- [Short problem]: Reproduce the listing below with "narrow green leaf" swapped for "thin green leaf", leaving everything else unchanged.

- [Records]:
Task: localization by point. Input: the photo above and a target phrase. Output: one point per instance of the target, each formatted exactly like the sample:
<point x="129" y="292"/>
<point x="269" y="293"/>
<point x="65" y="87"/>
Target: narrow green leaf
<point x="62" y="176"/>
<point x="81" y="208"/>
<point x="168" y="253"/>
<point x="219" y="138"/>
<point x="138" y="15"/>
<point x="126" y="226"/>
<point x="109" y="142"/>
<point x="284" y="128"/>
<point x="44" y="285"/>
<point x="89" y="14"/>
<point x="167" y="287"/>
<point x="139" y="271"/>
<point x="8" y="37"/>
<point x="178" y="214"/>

- [Task result]:
Task: localization by point. Input: the photo above and a target phrase. Output: one point per instance of the target, each formatted exactly like the sample:
<point x="129" y="292"/>
<point x="269" y="293"/>
<point x="65" y="87"/>
Target: thin green leaf
<point x="62" y="176"/>
<point x="81" y="208"/>
<point x="168" y="253"/>
<point x="219" y="138"/>
<point x="138" y="15"/>
<point x="126" y="226"/>
<point x="109" y="142"/>
<point x="284" y="128"/>
<point x="44" y="285"/>
<point x="89" y="14"/>
<point x="167" y="287"/>
<point x="139" y="271"/>
<point x="8" y="37"/>
<point x="178" y="214"/>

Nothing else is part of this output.